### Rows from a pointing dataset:
◆ ◆ ◆ ◆ ◆ ◆ ◆

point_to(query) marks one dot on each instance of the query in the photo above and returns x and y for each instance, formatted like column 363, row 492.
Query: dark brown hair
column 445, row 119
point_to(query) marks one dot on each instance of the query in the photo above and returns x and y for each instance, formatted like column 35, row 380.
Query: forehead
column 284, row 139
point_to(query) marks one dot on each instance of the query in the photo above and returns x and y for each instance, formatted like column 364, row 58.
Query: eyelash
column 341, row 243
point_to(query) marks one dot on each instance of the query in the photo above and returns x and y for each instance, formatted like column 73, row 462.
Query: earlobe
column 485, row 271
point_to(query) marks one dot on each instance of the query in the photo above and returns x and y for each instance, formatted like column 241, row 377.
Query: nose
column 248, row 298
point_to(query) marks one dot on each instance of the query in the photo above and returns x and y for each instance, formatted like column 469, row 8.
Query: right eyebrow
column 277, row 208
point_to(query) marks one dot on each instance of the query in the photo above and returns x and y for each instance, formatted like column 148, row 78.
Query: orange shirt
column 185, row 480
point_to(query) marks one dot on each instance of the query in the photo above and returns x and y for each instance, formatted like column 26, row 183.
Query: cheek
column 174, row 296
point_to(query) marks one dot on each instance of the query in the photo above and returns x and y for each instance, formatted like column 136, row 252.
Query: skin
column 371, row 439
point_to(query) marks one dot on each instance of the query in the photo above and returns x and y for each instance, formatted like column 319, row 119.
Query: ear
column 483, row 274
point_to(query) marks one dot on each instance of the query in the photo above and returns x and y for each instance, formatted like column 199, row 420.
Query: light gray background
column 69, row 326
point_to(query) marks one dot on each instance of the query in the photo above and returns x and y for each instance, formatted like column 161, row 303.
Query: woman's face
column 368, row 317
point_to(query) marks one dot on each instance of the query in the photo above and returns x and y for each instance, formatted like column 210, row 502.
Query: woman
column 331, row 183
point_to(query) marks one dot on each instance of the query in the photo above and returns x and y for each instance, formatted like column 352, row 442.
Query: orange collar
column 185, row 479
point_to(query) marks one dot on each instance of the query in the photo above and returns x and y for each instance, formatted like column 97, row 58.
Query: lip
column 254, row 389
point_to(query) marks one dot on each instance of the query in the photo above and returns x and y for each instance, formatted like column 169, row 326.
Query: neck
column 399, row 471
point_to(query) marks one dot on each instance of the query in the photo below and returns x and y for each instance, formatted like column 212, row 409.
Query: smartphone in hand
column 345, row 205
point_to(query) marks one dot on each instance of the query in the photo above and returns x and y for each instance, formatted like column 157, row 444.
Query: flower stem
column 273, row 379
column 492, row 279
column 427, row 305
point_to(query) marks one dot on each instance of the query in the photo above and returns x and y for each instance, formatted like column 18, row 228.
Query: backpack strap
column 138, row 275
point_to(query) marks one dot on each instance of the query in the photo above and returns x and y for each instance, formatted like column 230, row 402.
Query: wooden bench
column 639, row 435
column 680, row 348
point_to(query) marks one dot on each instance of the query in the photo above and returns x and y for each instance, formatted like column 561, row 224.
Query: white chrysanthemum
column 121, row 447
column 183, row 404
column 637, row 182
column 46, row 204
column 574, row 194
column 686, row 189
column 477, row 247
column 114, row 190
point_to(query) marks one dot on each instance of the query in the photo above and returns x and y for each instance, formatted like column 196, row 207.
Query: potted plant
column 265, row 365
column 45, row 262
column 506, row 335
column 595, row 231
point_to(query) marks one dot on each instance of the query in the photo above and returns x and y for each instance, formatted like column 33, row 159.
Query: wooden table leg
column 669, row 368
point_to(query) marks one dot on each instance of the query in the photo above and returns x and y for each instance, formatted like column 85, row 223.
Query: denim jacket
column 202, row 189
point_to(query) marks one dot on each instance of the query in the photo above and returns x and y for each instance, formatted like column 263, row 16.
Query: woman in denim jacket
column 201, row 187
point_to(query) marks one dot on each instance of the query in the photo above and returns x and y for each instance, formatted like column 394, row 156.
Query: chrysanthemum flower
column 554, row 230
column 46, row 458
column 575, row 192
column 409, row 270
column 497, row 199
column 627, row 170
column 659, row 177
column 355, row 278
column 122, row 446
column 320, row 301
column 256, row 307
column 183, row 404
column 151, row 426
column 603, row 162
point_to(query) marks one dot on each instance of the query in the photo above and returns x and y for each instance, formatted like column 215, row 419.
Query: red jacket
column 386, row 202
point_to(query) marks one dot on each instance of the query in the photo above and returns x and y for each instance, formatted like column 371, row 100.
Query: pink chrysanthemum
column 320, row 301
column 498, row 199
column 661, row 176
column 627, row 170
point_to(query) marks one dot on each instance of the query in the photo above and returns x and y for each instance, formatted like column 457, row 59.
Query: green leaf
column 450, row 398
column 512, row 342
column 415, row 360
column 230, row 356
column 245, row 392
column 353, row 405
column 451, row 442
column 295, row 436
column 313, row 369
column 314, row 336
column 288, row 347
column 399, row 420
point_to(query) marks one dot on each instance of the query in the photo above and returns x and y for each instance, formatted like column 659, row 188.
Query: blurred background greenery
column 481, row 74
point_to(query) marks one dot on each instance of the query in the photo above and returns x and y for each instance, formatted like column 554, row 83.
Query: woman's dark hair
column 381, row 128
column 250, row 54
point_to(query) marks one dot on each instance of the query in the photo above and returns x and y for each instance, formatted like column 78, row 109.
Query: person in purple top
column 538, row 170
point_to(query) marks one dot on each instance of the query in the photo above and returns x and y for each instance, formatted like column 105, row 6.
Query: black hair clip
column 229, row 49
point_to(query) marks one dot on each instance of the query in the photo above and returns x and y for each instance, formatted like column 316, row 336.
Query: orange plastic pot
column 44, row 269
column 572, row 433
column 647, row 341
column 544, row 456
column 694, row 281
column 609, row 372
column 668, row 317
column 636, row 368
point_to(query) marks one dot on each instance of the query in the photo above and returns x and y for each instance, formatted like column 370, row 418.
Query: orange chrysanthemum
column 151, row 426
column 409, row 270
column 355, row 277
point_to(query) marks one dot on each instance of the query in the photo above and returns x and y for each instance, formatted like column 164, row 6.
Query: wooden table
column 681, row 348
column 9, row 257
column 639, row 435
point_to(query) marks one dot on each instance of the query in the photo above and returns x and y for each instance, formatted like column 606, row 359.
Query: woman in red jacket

◆ ◆ ◆ ◆ ◆ ◆ ◆

### AIM OF THE EXERCISE:
Starting at the beginning of the data and ending at the line containing "column 284, row 139", update those lines by replacing "marks one dot" with "places a single dot" and change nothing else.

### COMPLETED TASK:
point_to(query) places a single dot on each instance of the query in the photo above and returns x and y for each instance, formatted like column 363, row 492.
Query: dark brown hair
column 445, row 119
point_to(query) places a single dot on each instance of the query in the photo above and returns x and y for each instance, formatted like column 35, row 380.
Query: forehead
column 284, row 139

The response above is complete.